[Dataset entries]
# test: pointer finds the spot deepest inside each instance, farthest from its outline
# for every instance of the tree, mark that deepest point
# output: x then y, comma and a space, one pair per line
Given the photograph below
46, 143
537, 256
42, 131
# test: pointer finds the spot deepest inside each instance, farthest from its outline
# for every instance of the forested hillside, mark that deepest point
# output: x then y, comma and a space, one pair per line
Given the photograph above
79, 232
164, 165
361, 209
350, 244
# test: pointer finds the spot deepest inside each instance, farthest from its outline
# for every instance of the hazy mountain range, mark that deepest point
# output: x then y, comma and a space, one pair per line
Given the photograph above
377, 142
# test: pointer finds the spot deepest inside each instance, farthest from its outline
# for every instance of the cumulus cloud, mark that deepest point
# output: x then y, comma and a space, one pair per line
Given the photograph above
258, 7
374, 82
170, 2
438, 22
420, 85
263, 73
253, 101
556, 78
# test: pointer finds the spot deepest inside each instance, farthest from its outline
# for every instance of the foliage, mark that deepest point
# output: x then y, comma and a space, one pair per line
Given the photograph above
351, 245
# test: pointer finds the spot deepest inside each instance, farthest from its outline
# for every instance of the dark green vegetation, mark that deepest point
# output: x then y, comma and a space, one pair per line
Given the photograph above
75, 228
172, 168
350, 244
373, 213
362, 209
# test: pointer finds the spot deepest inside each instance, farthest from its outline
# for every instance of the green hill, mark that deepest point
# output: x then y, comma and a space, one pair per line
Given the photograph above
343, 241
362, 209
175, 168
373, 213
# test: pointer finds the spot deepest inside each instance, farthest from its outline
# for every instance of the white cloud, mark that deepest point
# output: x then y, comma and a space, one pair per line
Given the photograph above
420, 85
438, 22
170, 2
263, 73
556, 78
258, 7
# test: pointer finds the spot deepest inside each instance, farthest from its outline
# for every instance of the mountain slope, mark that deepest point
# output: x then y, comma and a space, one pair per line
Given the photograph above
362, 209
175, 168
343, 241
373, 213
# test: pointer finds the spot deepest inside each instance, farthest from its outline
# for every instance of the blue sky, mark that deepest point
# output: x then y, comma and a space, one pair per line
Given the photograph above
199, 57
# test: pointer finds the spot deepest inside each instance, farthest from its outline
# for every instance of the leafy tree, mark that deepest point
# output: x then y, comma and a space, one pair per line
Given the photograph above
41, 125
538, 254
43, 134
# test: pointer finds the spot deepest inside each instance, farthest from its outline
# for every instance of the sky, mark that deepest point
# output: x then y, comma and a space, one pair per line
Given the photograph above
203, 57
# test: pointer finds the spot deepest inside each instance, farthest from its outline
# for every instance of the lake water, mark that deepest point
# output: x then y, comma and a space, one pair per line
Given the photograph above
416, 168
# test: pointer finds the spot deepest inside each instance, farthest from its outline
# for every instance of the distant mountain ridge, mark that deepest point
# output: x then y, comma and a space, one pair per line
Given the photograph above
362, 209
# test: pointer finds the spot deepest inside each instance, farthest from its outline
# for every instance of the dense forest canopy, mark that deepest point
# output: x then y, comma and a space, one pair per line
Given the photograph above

Directions: Write the data out again, verbatim.

Your response:
# test: pointer finds the spot deepest inside each instance, farthest from its outline
# for every instance of the tree, mark that deepest point
# output: x then y, comma and a space, one pair per line
Given the photograph below
46, 143
537, 256
42, 131
# test: pointer finds the spot deepest inside each instance, farthest from its outline
# for every instance of the forested hillside, mark that deepest point
# output: x then y, comma and a space, one pair per line
Given the photograph above
79, 232
164, 165
361, 209
350, 244
# test: pointer finds the spot deepest inside each instance, farthest from its outline
# for every instance of the hazy mountain range, mark that deepest point
# output: x then y, comma and a space, one pair per line
Given the photograph above
377, 142
# test: pointer finds the spot deepest inside each instance, farthest from its outline
# for every instance of the cumulus cloud, mark that deepest point
# output: x then y, comma and a space, one pair per line
Given the photograph above
258, 7
374, 82
170, 2
438, 22
420, 85
263, 73
253, 101
556, 78
# test: pointer finds the spot deepest inside each instance, farthest from its outline
# for every instance of the foliage, mark that deepest point
# output: x then y, comma and a space, one pair per line
Given the photograph above
351, 245
# test: pointer finds the spot deepest inside each instance, farthest from its outline
# for every instance of the dark green vegetation, mark that deepest point
# output: x then y, comma and a space, one pair per line
Given the photograph above
75, 228
172, 168
350, 244
373, 213
362, 209
# test: pointer finds the spot deepest inside each instance, farthest from its outline
# for every instance of the green hill, mark that deepest point
# output: x then y, comma and a space, one pair per line
Given the photograph above
343, 241
362, 209
175, 168
373, 213
# test: pointer finds the spot deepest inside each instance, farthest from its outline
# for every instance of the white cloud, mark that deepest point
# output: x then y, comma and a space, one pair per line
Given the photograph above
420, 85
438, 22
170, 2
263, 73
556, 78
258, 7
# test: pointer finds the spot deepest inside each instance, farthest from its outline
# for every instance of the mountain slope, mark that deepest point
# output: x then y, comma and a space, one pair per line
Given the photograph above
362, 209
175, 168
343, 241
373, 213
# test: pointer finds the spot deepest inside each instance, farthest from its outline
# for every instance of the blue sky, mark that deepest point
# output: x then y, comma and a space, one pair per line
Given the photograph above
199, 57
# test: pointer finds the spot deepest inside each instance, farthest from its outline
# for every instance of the leafy tree, mark that deepest point
# output: x then y, comma and a space, one pair per line
Given the photograph above
41, 125
538, 254
43, 134
# test: pointer finds the spot deepest inside each instance, farthest from its outline
# for every instance of the sky, mark that deepest point
# output: x then y, comma and a space, one pair per line
Given the photograph above
203, 57
# test: pointer finds the spot deepest inside each instance, farthest from its outline
# for every instance of the lake water, mark that deepest point
# output: x then y, comma and a space, one pair per line
Given the photograph above
416, 168
# test: pointer finds the spot deepest inside each instance, farthest from its outline
# for every instance of the distant mountain ridge, mark that deepest point
# output: x then y, comma and a space, one pair per line
Given the photograph above
362, 209
# test: pointer finds the spot deepest inside each instance, farthest from its outline
# for every instance of the dense forest canopy, mark that deepest point
# output: x then y, comma and a space, one pair per line
Given the photograph above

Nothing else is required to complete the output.